#### Given instruction 1
Write out everything in the round-the-world trip post from "I listened to" down to "my head wherever)".
#### Given instruction 2
Write what comes next in the round-the-world trip post, picking up right after its final line.

*** Given text ***

I was truly beginning to believe that this day would never come.  This week was one of extreme ups and downs in the world of trip planning, and I had all but lost my faith.  Last week, I pleaded for something to get me excited about this trip again, and by Wednesday I was feeling optimistic that the purchase of the UK-based ticket was imminent.  As I drove to work that day, Men At Work’s iconic, Land Down Under blasted from my AM/FM radio (no CD player, thank you very much).  It’s a song that makes you want to get up and dance.  I couldn’t help but smile as I sang along, and began dreaming about the Australia portion of our trip.  Kangaroos, shrimp on the barbie, koalas, bloomin’ onions, people calling me “mate” and admonishing me to have “no worries.”  If I could have transported myself to that faraway land on a magical boomerang in that moment, I would have. 

I listened to the lyrics and, as if hearing the song for the first time, I realized it’s a song about RTW travel.  Allow me to translate: 

“Traveling…on a hippie trail” (Goa, India)
“I met a strange lady, she made me nervous” (any given hostel situation)
“Buying bread from a man in Brussels” (all I will be able to afford)
“He smiled and gave me a vegamite sandwich” (typical backpacker fare)
“Lying in a den in Bombay, with a slack jaw and not much to say” (so tired that I will lay my head wherever)

*** Recorded data ***

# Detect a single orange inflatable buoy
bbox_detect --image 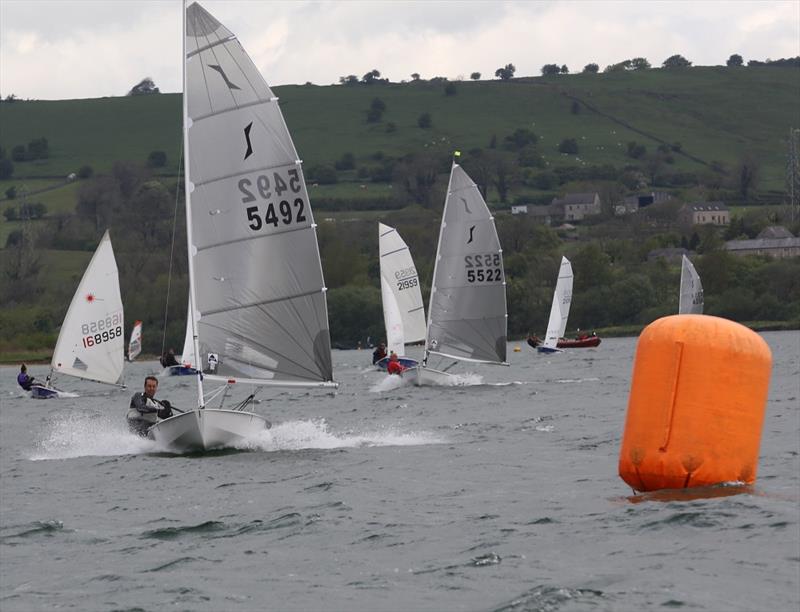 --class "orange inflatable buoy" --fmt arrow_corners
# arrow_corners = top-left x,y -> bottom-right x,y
619,315 -> 772,491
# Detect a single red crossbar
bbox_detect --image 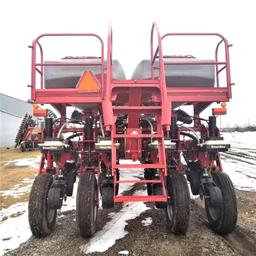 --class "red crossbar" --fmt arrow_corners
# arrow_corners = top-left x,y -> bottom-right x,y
112,164 -> 166,169
115,180 -> 162,184
114,195 -> 167,203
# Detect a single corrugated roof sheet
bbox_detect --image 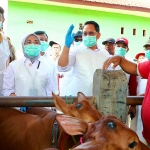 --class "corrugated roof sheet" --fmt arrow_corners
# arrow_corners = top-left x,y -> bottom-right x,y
84,0 -> 150,9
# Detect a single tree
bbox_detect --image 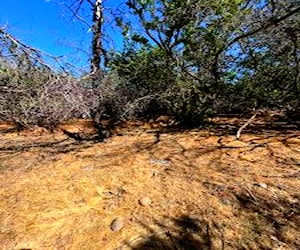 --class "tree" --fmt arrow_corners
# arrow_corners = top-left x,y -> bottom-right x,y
67,0 -> 106,76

***

#### Final result 1
I listened to the lyrics and, as if hearing the song for the first time, I realized it’s a song about RTW travel.  Allow me to translate: 

“Traveling…on a hippie trail” (Goa, India)
“I met a strange lady, she made me nervous” (any given hostel situation)
“Buying bread from a man in Brussels” (all I will be able to afford)
“He smiled and gave me a vegamite sandwich” (typical backpacker fare)
“Lying in a den in Bombay, with a slack jaw and not much to say” (so tired that I will lay my head wherever)

#### Final result 2
Honestly, I have no idea what this song is about.  I am no good at figuring out the hidden meaning of song lyrics, but in that moment the song spoke to me.  I realized it could become my anthem, my rallying cry; not just when I’m exploring the land down under, but throughout the trip.  It got me excited about traveling again. 

A few hours later, my hopes were dashed (yet again) when we discovered that the cost of sending our money to the UK via a Western Union wire transfer would run $540.  In the end, we made the difficult decision to give up the ghost and eat the extra cost of purchasing our ticket from the US.  We gave it our best shot, but it just wasn’t meant to be. 

petra.jpgThe good news, though, is that we have tickets!  We’re really going on this trip!  You can check out our Itinerary page for the final version.  You’ll see some changes from the previous itinerary.  We added some additional time to Portugal, India, Australia, and New Zealand, and deducted some time from Italy (mainly due to anticipated cost) and Easter Island (timing of flights).  We decided at the last minute to swap Japan for Jordan.  Our ticket requires us to pass through Amman (twice), so we figured, “Why not?”  Our main excursion here will be to Petra.  For any of you who are Indiana Jones fans, you will recall that the final scene of Indiana Jones and the Last Crusade takes place at Petra, an ancient city carved into the rosy rock within a crescent-shaped canyon, where Indy finds the Holy Grail.  Aside from being a movie set, Petra is one of the “Forgotten” Wonders of the World.  We thought it was a good trade-off for Egypt, as it at least keeps us in the spirit of exploring the ancient world.  And, as a “culinary tourist” with a particular affinity for Middle Eastern fare, I was delighted to read that Amman is described as a culinary crossroads for such cuisine. 

The next post will feature the literary stylings of Maikael, our guest blogger.  As the person primarily responsible for the transportation portion of this trip, he will provide an in-depth look at all the gory details of the past three months leading up to today’s purchase. 

To celebrate closing this chapter of the trip planning process, we’ll be cracking open a bottle of wine from The Land Down Under over our Easter dinner tonight.  Onward and upward — and Happy Easter!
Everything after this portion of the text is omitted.